Text —
_ _ _
Skip to content

preprocessor

The schema package provide tools to infer and build a dataset schema.

Modules:

Name Description
preprocessor

Feature preprocessor.

zoo

Preprocessor zoo.

Classes:

Name Description
IdentityPreprocessor

Identity Preprocessor class.

SklearnPreprocessor

Preprocessor class based on sklearn preprocessing classes.

TorchPreprocessor

Preprocessor class based on pytorch.

__all__ = ['IdentityPreprocessor', 'SklearnPreprocessor', 'TorchPreprocessor'] #

IdentityPreprocessor #

Identity Preprocessor class.

Parameters:

Name Type Description Default

preprocessed_size #

str
None

Methods:

Name Description
to_model

Convert to PreprocessorInsert instance.

from_model

Create the client object from api response.

to_model() -> PreprocessorInsert #

Convert to PreprocessorInsert instance.

Source code in src/xpdeep/dataset/preprocessor/preprocessor.py
def to_model(self) -> PreprocessorInsert:
    """Convert to PreprocessorInsert instance."""
_ _ _
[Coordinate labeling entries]
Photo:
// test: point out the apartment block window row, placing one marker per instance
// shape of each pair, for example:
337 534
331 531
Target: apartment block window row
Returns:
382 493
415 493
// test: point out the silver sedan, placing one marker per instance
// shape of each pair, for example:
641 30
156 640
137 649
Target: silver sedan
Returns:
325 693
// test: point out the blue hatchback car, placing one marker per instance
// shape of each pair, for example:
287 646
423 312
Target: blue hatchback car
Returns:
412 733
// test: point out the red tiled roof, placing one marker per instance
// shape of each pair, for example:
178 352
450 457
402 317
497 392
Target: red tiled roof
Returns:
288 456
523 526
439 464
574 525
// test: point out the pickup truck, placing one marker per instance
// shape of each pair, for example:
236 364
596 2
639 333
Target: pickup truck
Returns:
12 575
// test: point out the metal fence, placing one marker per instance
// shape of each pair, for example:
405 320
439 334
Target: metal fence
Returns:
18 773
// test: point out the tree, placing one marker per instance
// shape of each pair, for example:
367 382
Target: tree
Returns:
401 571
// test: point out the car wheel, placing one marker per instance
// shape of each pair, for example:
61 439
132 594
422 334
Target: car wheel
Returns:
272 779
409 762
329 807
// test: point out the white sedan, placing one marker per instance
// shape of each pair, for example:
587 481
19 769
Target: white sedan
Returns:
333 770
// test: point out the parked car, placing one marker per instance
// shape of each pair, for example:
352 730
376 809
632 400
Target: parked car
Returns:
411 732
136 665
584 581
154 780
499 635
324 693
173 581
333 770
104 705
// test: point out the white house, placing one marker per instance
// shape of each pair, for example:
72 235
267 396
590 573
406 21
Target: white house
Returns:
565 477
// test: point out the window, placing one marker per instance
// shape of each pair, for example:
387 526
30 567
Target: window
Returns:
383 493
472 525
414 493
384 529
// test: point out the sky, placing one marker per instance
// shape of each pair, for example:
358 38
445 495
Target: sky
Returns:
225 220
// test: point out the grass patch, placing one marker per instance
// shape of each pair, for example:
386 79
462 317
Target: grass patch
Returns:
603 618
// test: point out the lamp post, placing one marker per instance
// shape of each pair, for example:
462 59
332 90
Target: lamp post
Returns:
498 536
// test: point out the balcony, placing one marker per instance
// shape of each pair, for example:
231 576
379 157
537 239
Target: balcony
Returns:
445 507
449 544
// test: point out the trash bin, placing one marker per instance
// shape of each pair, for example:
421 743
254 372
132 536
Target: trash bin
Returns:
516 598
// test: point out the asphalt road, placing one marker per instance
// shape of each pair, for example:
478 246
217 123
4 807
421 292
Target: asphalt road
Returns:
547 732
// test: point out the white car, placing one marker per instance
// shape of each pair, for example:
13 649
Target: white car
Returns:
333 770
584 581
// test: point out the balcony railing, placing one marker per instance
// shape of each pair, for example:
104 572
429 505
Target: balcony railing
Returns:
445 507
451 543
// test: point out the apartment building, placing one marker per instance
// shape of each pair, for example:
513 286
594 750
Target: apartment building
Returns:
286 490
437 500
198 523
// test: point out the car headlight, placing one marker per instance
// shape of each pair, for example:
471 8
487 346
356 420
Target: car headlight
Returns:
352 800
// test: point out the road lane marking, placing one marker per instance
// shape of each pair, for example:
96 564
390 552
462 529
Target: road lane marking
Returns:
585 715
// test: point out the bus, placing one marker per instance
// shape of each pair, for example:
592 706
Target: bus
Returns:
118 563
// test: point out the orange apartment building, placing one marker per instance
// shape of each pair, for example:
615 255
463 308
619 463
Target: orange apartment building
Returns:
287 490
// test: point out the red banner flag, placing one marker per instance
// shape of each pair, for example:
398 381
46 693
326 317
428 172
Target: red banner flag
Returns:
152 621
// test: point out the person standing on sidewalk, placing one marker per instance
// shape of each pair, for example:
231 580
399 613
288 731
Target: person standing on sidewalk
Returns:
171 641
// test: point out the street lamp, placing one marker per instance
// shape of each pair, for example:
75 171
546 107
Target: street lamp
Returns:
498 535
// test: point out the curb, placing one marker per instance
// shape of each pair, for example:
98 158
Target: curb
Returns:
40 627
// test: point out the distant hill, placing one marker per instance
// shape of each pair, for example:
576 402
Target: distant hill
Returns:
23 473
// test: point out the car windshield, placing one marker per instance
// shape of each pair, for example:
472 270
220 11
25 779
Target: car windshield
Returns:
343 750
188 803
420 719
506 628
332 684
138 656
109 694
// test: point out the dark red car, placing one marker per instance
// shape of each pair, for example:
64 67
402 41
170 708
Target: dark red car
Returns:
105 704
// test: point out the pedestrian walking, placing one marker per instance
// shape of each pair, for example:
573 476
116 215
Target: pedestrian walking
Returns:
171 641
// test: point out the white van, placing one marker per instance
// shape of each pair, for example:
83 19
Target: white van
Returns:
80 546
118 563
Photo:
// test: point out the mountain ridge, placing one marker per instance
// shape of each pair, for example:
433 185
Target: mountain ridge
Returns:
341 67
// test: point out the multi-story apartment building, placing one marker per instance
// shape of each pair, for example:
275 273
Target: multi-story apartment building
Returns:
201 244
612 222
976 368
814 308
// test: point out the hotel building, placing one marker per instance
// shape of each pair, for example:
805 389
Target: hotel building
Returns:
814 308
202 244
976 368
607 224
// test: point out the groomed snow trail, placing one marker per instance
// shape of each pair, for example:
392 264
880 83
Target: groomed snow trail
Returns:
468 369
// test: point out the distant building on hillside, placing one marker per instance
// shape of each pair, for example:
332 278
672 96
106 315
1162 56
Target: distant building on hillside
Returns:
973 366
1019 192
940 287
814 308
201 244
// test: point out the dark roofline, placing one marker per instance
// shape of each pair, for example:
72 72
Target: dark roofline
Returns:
_ _ _
Problems —
A - Please copy the stretch of the entries from the line containing "roofline, placing one marker per instance" through the last line of the entries, with both ends included.
B - Continue the preprocessor documentation from the point where it stops.
The preprocessor documentation and the entries have nothing to do with each other.

Results by task —
A -
// test: point out the dark roofline, placing one marker per instance
// shape of each pair, for example:
72 72
Target: dark roofline
Returns:

B -
    return PreprocessorInsert(
        preprocessed_size=self.preprocessed_size, value=IdentityPreprocessorValue(type_="IDENTITY")
    )

from_model(json_response: dict[str, object]) -> IdentityPreprocessor #

Create the client object from api response.

Source code in src/xpdeep/dataset/preprocessor/preprocessor.py
@classmethod
def from_model(cls, json_response: dict[str, object]) -> IdentityPreprocessor:
    """Create the client object from api response."""
    preprocessor = PreprocessorSelect.from_dict(json_response)
    return cls(preprocessed_size=preprocessor.preprocessed_size)

SklearnPreprocessor #

Preprocessor class based on sklearn preprocessing classes.

Parameters:

Name Type Description Default

preprocessed_size #

str
None

preprocess_function #

str
required

Methods:

Name Description
transform

Transform a feature raw value into its preprocessed value.

inverse_transform

Inverse transform a feature preprocessed value into its raw value.

to_model

Convert to PreprocessorInsert instance.

from_model

Create the client object from api response.

Attributes:

Name Type Description
preprocess_function TransformerMixin

preprocess_function: TransformerMixin #

transform(feature_raw_value: object) -> torch.Tensor #

Transform a feature raw value into its preprocessed value.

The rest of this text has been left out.